The Writings of Carl Schurz/To Thomas F. Bayard, May 6th, 1886

TO THOMAS F. BAYARD

New York, May 6, 1886.

The enclosed correspondence, as I am informed, is going the round of the newspapers. I am also told that it is not altogether wrong in the description of impressions prevailing in Administration circles. As my name is conspicuously mentioned as one of those who are “more disposed to blame than to commend” the President, it is perhaps proper that I should say a word about it. I should write to the President directly had not my last letters to him remained without the courtesy of an acknowledgment. But presuming upon your friendship I would ask you to mention occasionally to the President, that, while I, of course, reserve to myself the right of freely expressing my opinions, I have made it a rule not to say anything about him to others, that I have not said about him to himself, and that in the letters I have addressed to him are criticisms far more pointed than any I have expressed to anybody else. And as to the disposition rather to censure than to commend, I may add that if anybody has borne the brunt of the battle for Mr. Cleveland when he was a candidate, I have. If anybody has had to suffer for it, I have. How could I possibly be inclined to depreciate rather than commend the fruit of a victory so dearly bought? If there is a man in this country who praises every good thing done by this Administration with real gladness and who feels every one of its failures as painfully as if it were his own, I am that man. And I can assure you, the Independents generally are of the same way of thinking.

Now, as to my real opinion of the state and tendency of things, I see good reasons to fear that the President will finally sit down between two chairs, having done enough in the way of reform to exasperate the spoils politicians, but not enough to satisfy the reform sentiment and to make converts. There are two ways out of this dilemma. One is to throw all reformatory purposes overboard and to unite the party by satisfying the spoils politicians. This, however, will mean dishonor and certain defeat. The other is to follow a bold reform policy which will appeal to the best instincts of the people. This means a leadership which, the more determined and uncompromising it is, the more it will command popular respect and, probably, party following. Partisans are apt to submit to a leader who has the advantage of power and position, and whom they know they cannot subjugate. In any event such a policy will revive public confidence and win recruits of the best kind, and thus a good chance of victory.

◆ Brief: Reproduce the full text of this letter from Carl Schurz to Thomas F. Bayard, word for word.

◆ Stored data:
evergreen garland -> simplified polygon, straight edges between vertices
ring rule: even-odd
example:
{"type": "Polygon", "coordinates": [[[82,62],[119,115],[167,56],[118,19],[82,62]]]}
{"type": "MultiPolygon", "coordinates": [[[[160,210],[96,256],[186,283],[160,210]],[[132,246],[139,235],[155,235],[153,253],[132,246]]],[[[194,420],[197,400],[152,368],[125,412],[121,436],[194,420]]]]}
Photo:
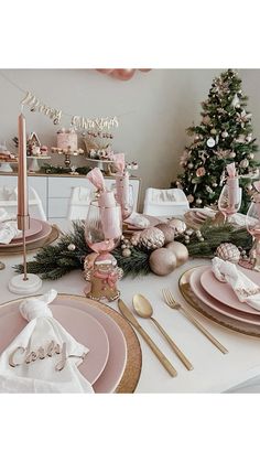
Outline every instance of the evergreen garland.
{"type": "MultiPolygon", "coordinates": [[[[72,233],[62,236],[55,245],[41,248],[34,259],[28,262],[28,271],[40,275],[42,279],[55,280],[74,269],[83,270],[85,257],[93,250],[85,240],[84,222],[74,222],[73,228],[72,233]],[[69,250],[72,244],[75,246],[74,250],[69,250]]],[[[202,226],[201,233],[203,241],[198,240],[196,234],[192,235],[188,244],[184,243],[183,236],[176,238],[186,245],[191,257],[213,257],[221,243],[231,243],[245,250],[252,246],[252,239],[247,229],[236,228],[230,224],[213,225],[209,219],[202,226]]],[[[133,247],[131,256],[123,257],[121,248],[118,247],[111,254],[116,257],[124,276],[148,275],[151,271],[149,266],[151,250],[133,247]]],[[[22,265],[17,265],[14,268],[17,272],[23,272],[22,265]]]]}
{"type": "MultiPolygon", "coordinates": [[[[91,169],[89,166],[77,166],[75,172],[79,175],[86,175],[91,169]]],[[[68,166],[52,165],[51,163],[44,163],[40,170],[41,173],[47,174],[68,174],[72,173],[72,169],[68,166]]]]}

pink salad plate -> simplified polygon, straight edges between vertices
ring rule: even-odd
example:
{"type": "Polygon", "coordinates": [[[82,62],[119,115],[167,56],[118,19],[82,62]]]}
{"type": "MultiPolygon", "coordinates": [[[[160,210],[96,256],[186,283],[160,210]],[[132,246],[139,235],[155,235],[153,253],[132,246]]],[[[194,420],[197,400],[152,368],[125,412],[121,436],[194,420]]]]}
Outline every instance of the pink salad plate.
{"type": "MultiPolygon", "coordinates": [[[[0,354],[28,324],[17,305],[0,315],[0,354]]],[[[109,341],[102,325],[86,311],[66,304],[51,305],[54,318],[89,352],[79,366],[80,373],[94,384],[102,373],[109,356],[109,341]]]]}
{"type": "Polygon", "coordinates": [[[243,323],[260,326],[260,318],[258,314],[256,314],[256,310],[253,310],[254,311],[253,314],[234,310],[232,308],[226,305],[225,303],[221,303],[220,301],[214,299],[204,290],[204,288],[201,284],[201,277],[204,273],[205,268],[208,268],[208,266],[202,266],[202,267],[195,268],[192,271],[191,277],[189,277],[189,286],[193,293],[196,296],[196,298],[199,301],[202,301],[205,305],[209,307],[214,311],[227,318],[231,318],[234,320],[241,321],[243,323]]]}
{"type": "MultiPolygon", "coordinates": [[[[41,225],[42,225],[42,229],[39,233],[26,237],[26,244],[37,243],[37,240],[42,240],[45,237],[47,238],[47,236],[52,233],[52,225],[50,225],[50,223],[41,222],[41,225]]],[[[15,241],[12,240],[10,244],[0,244],[0,248],[20,247],[21,244],[22,244],[22,239],[21,240],[17,239],[15,241]]]]}
{"type": "MultiPolygon", "coordinates": [[[[21,300],[17,300],[17,301],[7,303],[3,307],[0,305],[0,326],[2,326],[1,315],[13,312],[13,311],[17,313],[17,319],[19,319],[21,322],[22,318],[18,313],[18,307],[20,302],[21,300]]],[[[67,311],[72,312],[73,310],[74,312],[77,311],[78,315],[80,315],[80,313],[88,314],[88,316],[91,316],[105,329],[107,337],[108,337],[108,343],[109,343],[109,355],[108,355],[107,363],[105,365],[105,368],[101,375],[99,375],[99,377],[95,380],[95,383],[93,383],[93,386],[96,393],[113,393],[122,378],[122,375],[127,365],[127,358],[128,358],[127,342],[126,342],[126,339],[121,329],[108,314],[102,312],[96,305],[93,305],[91,300],[88,300],[88,299],[84,299],[84,301],[82,301],[80,297],[61,296],[61,298],[58,297],[56,300],[54,300],[54,302],[50,307],[52,310],[53,310],[53,307],[54,307],[54,310],[55,309],[59,310],[58,313],[62,313],[62,315],[65,316],[65,322],[66,322],[66,316],[67,316],[66,312],[67,311]]],[[[54,310],[53,310],[53,313],[55,315],[54,310]]],[[[61,322],[61,324],[63,324],[62,319],[58,319],[58,321],[61,322]]],[[[24,320],[22,320],[22,322],[24,322],[24,320]]],[[[85,331],[85,324],[86,324],[86,318],[85,318],[85,323],[83,325],[84,337],[79,339],[77,336],[77,340],[83,344],[85,344],[86,342],[86,345],[90,350],[91,345],[88,341],[87,332],[85,331]]],[[[63,325],[65,326],[65,324],[63,325]]],[[[71,318],[69,325],[66,325],[65,329],[72,335],[73,335],[73,329],[75,329],[73,327],[73,325],[74,325],[74,319],[71,318]]],[[[2,332],[2,327],[1,327],[1,332],[2,332]]],[[[3,350],[1,332],[0,332],[0,352],[3,350]]],[[[6,342],[6,345],[10,343],[12,339],[15,337],[17,335],[15,332],[17,332],[17,327],[15,325],[12,324],[10,326],[9,339],[8,339],[8,342],[6,342]]],[[[76,335],[74,336],[76,337],[76,335]]],[[[98,355],[100,354],[99,352],[100,346],[98,345],[98,348],[96,346],[97,346],[97,342],[95,341],[93,352],[96,351],[96,354],[98,355]]],[[[88,355],[89,354],[90,352],[88,353],[88,355]]],[[[84,366],[85,366],[84,363],[85,362],[83,362],[83,364],[79,366],[79,370],[89,380],[89,376],[87,375],[86,370],[84,370],[84,366]]]]}
{"type": "MultiPolygon", "coordinates": [[[[149,222],[150,222],[150,225],[149,225],[149,226],[147,226],[147,227],[159,225],[159,223],[161,223],[161,222],[162,222],[162,221],[161,221],[160,218],[158,218],[156,216],[150,216],[150,215],[143,215],[143,216],[144,216],[145,218],[148,218],[148,219],[149,219],[149,222]]],[[[124,222],[123,222],[123,223],[126,223],[126,224],[128,225],[128,229],[132,229],[132,230],[142,230],[142,229],[144,229],[143,227],[138,227],[138,226],[133,226],[133,225],[131,225],[130,223],[128,223],[128,221],[129,221],[129,218],[124,219],[124,222]]]]}
{"type": "MultiPolygon", "coordinates": [[[[30,218],[30,229],[25,230],[25,239],[28,239],[31,236],[35,236],[39,234],[43,228],[43,222],[41,219],[36,218],[30,218]]],[[[22,243],[22,237],[14,237],[12,239],[12,243],[19,241],[22,243]]]]}
{"type": "MultiPolygon", "coordinates": [[[[243,272],[252,282],[259,284],[260,275],[257,271],[239,267],[239,271],[243,272]]],[[[220,282],[214,276],[212,267],[207,267],[201,276],[201,283],[204,290],[217,301],[226,304],[234,310],[242,311],[243,313],[256,314],[260,316],[260,311],[254,310],[247,303],[242,303],[238,300],[232,288],[227,282],[220,282]]]]}

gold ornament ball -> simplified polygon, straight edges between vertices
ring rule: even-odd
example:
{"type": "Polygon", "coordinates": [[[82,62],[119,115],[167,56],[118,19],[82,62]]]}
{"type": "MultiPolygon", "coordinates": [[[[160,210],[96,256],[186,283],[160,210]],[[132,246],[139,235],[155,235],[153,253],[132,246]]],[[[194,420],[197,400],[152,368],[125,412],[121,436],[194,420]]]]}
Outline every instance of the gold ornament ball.
{"type": "Polygon", "coordinates": [[[177,241],[170,243],[166,245],[166,249],[171,250],[173,255],[175,255],[178,267],[187,261],[188,250],[184,244],[177,241]]]}
{"type": "Polygon", "coordinates": [[[155,275],[166,276],[176,268],[177,262],[175,255],[164,247],[152,251],[149,265],[155,275]]]}
{"type": "Polygon", "coordinates": [[[164,245],[172,243],[174,240],[174,229],[169,226],[166,223],[159,223],[155,225],[156,228],[161,229],[164,234],[164,245]]]}
{"type": "Polygon", "coordinates": [[[183,234],[185,233],[187,228],[186,224],[182,219],[178,219],[178,218],[170,219],[167,222],[167,225],[171,226],[171,228],[173,228],[176,234],[183,234]]]}

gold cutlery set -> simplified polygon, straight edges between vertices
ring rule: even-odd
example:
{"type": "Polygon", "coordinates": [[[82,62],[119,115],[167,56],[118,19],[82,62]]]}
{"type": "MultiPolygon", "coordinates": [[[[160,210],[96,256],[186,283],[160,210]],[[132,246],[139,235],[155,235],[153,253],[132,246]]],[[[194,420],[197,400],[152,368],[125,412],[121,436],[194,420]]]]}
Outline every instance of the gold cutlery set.
{"type": "MultiPolygon", "coordinates": [[[[177,309],[180,312],[182,312],[188,321],[193,323],[223,354],[227,354],[228,350],[223,346],[217,339],[215,339],[210,332],[208,332],[201,322],[198,322],[193,314],[189,313],[188,310],[186,310],[184,307],[182,307],[180,303],[175,302],[172,293],[167,289],[162,290],[164,302],[172,309],[177,309]]],[[[121,299],[118,300],[118,307],[121,312],[121,314],[132,324],[132,326],[138,331],[138,333],[143,337],[143,340],[147,342],[147,344],[150,346],[154,355],[158,357],[158,359],[161,362],[163,367],[169,372],[169,374],[172,377],[176,377],[177,372],[173,367],[173,365],[170,363],[170,361],[166,358],[166,356],[161,352],[161,350],[156,346],[156,344],[152,341],[150,335],[143,330],[143,327],[139,324],[137,321],[137,318],[133,315],[132,311],[123,303],[121,299]]],[[[159,329],[159,331],[162,333],[162,335],[165,337],[167,343],[171,345],[174,353],[178,356],[178,358],[182,361],[184,366],[187,370],[192,370],[194,367],[192,363],[187,359],[187,357],[184,355],[184,353],[178,348],[178,346],[175,344],[175,342],[170,337],[170,335],[164,331],[164,329],[161,326],[161,324],[153,318],[153,309],[149,300],[147,300],[140,293],[136,294],[133,297],[133,310],[134,312],[141,316],[150,319],[159,329]]]]}

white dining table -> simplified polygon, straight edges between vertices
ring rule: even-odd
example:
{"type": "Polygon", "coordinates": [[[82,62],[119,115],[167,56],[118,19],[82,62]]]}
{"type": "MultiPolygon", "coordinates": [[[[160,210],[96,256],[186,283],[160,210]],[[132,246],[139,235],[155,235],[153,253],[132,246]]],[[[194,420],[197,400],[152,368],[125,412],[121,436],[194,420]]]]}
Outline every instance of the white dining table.
{"type": "MultiPolygon", "coordinates": [[[[32,258],[33,254],[30,254],[28,260],[32,258]]],[[[20,264],[22,257],[2,256],[0,259],[6,264],[6,269],[0,271],[0,303],[4,303],[20,298],[9,291],[8,283],[14,276],[13,266],[20,264]]],[[[208,262],[209,260],[206,259],[189,259],[169,276],[160,277],[150,273],[137,278],[126,277],[118,282],[121,291],[120,297],[130,309],[132,309],[134,293],[142,293],[150,300],[154,310],[154,318],[194,366],[193,370],[187,370],[152,321],[138,318],[142,327],[176,368],[177,376],[171,377],[169,375],[138,334],[142,348],[142,370],[136,393],[224,393],[245,380],[252,379],[258,375],[260,377],[260,339],[218,325],[196,312],[182,298],[178,290],[180,276],[189,268],[208,262]],[[195,318],[210,331],[229,353],[223,354],[181,312],[169,308],[162,298],[163,288],[170,288],[175,300],[191,310],[195,318]]],[[[74,270],[58,280],[44,280],[39,294],[54,288],[58,293],[85,297],[85,287],[86,281],[82,271],[74,270]]],[[[117,302],[107,304],[119,311],[117,302]]]]}

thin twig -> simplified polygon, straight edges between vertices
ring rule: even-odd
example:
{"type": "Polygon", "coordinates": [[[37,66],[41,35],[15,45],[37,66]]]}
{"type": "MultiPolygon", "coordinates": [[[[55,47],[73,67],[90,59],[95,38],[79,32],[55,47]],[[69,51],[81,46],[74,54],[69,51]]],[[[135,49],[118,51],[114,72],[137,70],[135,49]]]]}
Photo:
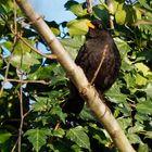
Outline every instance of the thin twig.
{"type": "Polygon", "coordinates": [[[20,112],[21,112],[21,124],[18,128],[18,152],[21,152],[21,143],[22,143],[22,130],[23,130],[23,88],[22,88],[22,83],[20,86],[20,92],[18,92],[18,98],[20,98],[20,112]]]}
{"type": "Polygon", "coordinates": [[[8,78],[7,81],[14,81],[14,83],[22,83],[22,84],[28,84],[28,83],[34,83],[34,84],[42,84],[42,85],[50,85],[52,81],[45,81],[45,80],[24,80],[24,79],[12,79],[8,78]]]}
{"type": "Polygon", "coordinates": [[[87,3],[87,12],[89,14],[92,13],[92,0],[86,0],[86,3],[87,3]]]}

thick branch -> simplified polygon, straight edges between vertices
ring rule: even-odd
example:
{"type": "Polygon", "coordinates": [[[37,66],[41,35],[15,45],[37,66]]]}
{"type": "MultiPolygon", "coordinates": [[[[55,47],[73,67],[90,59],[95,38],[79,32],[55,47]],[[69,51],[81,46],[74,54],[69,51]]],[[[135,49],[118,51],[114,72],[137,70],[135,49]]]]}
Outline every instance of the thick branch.
{"type": "Polygon", "coordinates": [[[29,21],[34,24],[39,35],[41,35],[41,37],[46,40],[51,51],[56,55],[58,61],[78,88],[80,96],[110,134],[118,151],[135,152],[112,113],[109,111],[103,101],[101,101],[96,89],[89,85],[83,69],[69,58],[43,20],[35,13],[26,0],[16,0],[16,2],[29,21]]]}

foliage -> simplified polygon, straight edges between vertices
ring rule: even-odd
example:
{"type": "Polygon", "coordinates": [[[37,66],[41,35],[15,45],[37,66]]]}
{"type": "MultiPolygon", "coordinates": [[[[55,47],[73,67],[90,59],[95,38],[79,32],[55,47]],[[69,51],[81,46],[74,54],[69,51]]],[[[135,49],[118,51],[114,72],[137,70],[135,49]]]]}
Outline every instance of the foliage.
{"type": "MultiPolygon", "coordinates": [[[[122,69],[105,93],[105,101],[134,148],[149,152],[152,151],[152,3],[113,0],[113,37],[122,55],[122,69]]],[[[101,20],[106,26],[110,10],[99,1],[90,17],[85,3],[69,0],[65,8],[77,18],[47,23],[75,59],[88,31],[85,22],[101,20]]],[[[107,132],[86,106],[79,115],[62,112],[68,96],[66,74],[55,60],[34,52],[33,47],[41,49],[39,46],[43,45],[45,53],[49,53],[11,0],[1,1],[0,39],[0,151],[17,149],[18,129],[23,134],[23,152],[116,151],[107,132]],[[12,30],[15,24],[17,28],[12,30]],[[28,46],[15,37],[15,30],[28,46]]]]}

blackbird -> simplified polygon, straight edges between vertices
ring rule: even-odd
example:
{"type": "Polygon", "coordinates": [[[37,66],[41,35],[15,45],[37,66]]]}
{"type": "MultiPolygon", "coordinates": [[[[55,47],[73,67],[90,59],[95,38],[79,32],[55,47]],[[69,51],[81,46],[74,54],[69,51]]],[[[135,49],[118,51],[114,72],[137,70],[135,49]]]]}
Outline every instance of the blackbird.
{"type": "MultiPolygon", "coordinates": [[[[89,83],[102,97],[118,76],[121,55],[111,34],[101,22],[91,22],[91,25],[75,63],[84,69],[89,83]]],[[[69,97],[63,111],[78,114],[83,110],[84,100],[71,80],[68,86],[69,97]]]]}

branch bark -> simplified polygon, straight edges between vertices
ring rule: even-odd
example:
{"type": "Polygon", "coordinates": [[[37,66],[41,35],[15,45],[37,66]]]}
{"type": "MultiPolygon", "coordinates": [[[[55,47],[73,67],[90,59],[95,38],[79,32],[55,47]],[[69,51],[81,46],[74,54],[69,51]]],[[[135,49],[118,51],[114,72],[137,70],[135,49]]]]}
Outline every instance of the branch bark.
{"type": "Polygon", "coordinates": [[[58,61],[79,90],[80,96],[110,134],[117,150],[119,152],[135,152],[117,121],[104,102],[99,98],[97,90],[88,83],[83,69],[69,58],[62,45],[50,30],[49,26],[47,26],[45,21],[33,10],[26,0],[16,0],[16,3],[34,24],[35,28],[48,43],[51,51],[56,55],[58,61]]]}

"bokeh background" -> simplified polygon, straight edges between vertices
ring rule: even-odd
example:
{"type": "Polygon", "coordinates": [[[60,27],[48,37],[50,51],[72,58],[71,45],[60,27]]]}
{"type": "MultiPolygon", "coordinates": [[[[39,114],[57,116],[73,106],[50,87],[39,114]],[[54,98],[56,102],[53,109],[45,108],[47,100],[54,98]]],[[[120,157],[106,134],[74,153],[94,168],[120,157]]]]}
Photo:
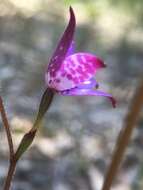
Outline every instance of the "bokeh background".
{"type": "MultiPolygon", "coordinates": [[[[100,88],[117,99],[55,96],[13,190],[100,190],[116,137],[143,74],[142,0],[0,0],[0,94],[15,147],[34,121],[44,72],[72,6],[76,51],[102,57],[100,88]]],[[[0,189],[8,146],[0,123],[0,189]]],[[[113,190],[143,189],[143,117],[134,130],[113,190]]]]}

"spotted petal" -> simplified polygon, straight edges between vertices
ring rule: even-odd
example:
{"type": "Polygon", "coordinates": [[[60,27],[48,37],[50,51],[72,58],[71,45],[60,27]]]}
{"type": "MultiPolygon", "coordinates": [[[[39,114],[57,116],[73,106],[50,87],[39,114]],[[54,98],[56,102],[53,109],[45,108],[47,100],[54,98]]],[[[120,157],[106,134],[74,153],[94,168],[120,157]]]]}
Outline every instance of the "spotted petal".
{"type": "Polygon", "coordinates": [[[89,53],[76,53],[66,57],[53,78],[48,78],[48,86],[57,91],[77,87],[93,78],[96,71],[105,67],[103,61],[89,53]]]}
{"type": "Polygon", "coordinates": [[[93,89],[84,89],[84,88],[73,88],[70,90],[65,90],[62,92],[59,92],[59,94],[64,95],[64,96],[104,96],[107,97],[111,103],[112,106],[115,108],[116,107],[116,100],[112,97],[112,95],[102,92],[99,90],[93,90],[93,89]]]}

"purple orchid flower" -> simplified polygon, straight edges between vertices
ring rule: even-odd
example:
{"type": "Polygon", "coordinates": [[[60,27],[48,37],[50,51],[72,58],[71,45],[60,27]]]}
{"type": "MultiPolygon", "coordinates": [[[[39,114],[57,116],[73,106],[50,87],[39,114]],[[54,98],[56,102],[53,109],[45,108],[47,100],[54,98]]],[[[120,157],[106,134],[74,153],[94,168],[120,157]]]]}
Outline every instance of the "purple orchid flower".
{"type": "Polygon", "coordinates": [[[90,53],[73,53],[73,35],[76,19],[70,7],[70,20],[48,65],[45,81],[48,88],[64,96],[104,96],[110,99],[113,107],[115,99],[108,93],[97,90],[99,86],[94,74],[104,68],[104,62],[90,53]]]}

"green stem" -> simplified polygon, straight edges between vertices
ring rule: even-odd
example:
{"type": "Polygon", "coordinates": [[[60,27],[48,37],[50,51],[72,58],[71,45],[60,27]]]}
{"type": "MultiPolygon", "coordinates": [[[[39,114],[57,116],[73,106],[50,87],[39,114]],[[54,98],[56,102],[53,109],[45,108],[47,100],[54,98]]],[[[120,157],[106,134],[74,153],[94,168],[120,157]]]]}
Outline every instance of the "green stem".
{"type": "Polygon", "coordinates": [[[9,190],[12,182],[12,178],[14,176],[15,168],[16,168],[16,161],[13,159],[10,161],[8,174],[5,180],[4,189],[3,190],[9,190]]]}

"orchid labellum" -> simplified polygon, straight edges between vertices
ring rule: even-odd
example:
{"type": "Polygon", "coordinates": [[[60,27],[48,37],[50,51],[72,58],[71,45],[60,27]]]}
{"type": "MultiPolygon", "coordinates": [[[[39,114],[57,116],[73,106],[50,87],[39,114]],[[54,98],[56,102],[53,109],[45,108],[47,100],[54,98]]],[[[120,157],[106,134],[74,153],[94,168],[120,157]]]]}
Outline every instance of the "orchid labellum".
{"type": "Polygon", "coordinates": [[[104,62],[96,55],[74,53],[74,31],[76,19],[70,7],[70,20],[57,48],[50,59],[45,80],[48,88],[64,96],[104,96],[109,98],[113,107],[115,99],[108,93],[97,90],[99,86],[94,75],[104,62]]]}

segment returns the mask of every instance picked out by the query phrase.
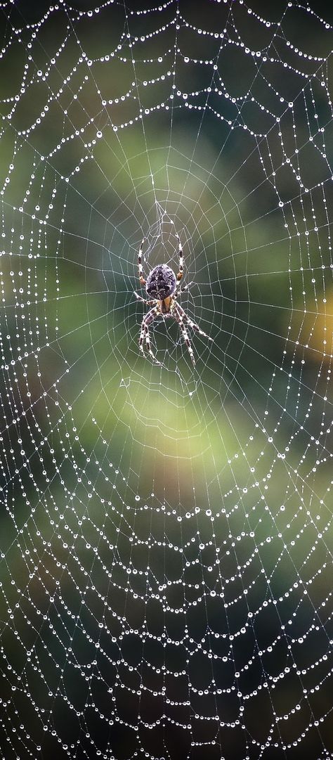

◆ Result for this task:
The Writings of Carl Schurz/To Thomas F. Bayard, May 6th, 1886

TO THOMAS F. BAYARD

New York, May 6, 1886.

The enclosed correspondence, as I am informed, is going the round of the newspapers. I am also told that it is not altogether wrong in the description of impressions prevailing in Administration circles. As my name is conspicuously mentioned as one of those who are “more disposed to blame than to commend” the President, it is perhaps proper that I should say a word about it. I should write to the President directly had not my last letters to him remained without the courtesy of an acknowledgment. But presuming upon your friendship I would ask you to mention occasionally to the President, that, while I, of course, reserve to myself the right of freely expressing my opinions, I have made it a rule not to say anything about him to others, that I have not said about him to himself, and that in the letters I have addressed to him are criticisms far more pointed than any I have expressed to anybody else. And as to the disposition rather to censure than to commend, I may add that if anybody has borne the brunt of the battle for Mr. Cleveland when he was a candidate, I have. If anybody has had to suffer for it, I have. How could I possibly be inclined to depreciate rather than commend the fruit of a victory so dearly bought? If there is a man in this country who praises every good thing done by this Administration with real gladness and who feels every one of its failures as painfully as if it were his own, I am that man. And I can assure you, the Independents generally are of the same way of thinking.

Now, as to my real opinion of the state and tendency of things, I see good reasons to fear that the President will finally sit down between two chairs, having done enough in the way of reform to exasperate the spoils politicians, but not enough to satisfy the reform sentiment and to make converts. There are two ways out of this dilemma. One is to throw all reformatory purposes overboard and to unite the party by satisfying the spoils politicians. This, however, will mean dishonor and certain defeat. The other is to follow a bold reform policy which will appeal to the best instincts of the people. This means a leadership which, the more determined and uncompromising it is, the more it will command popular respect and, probably, party following. Partisans are apt to submit to a leader who has the advantage of power and position, and whom they know they cannot subjugate. In any event such a policy will revive public confidence and win recruits of the best kind, and thus a good chance of victory.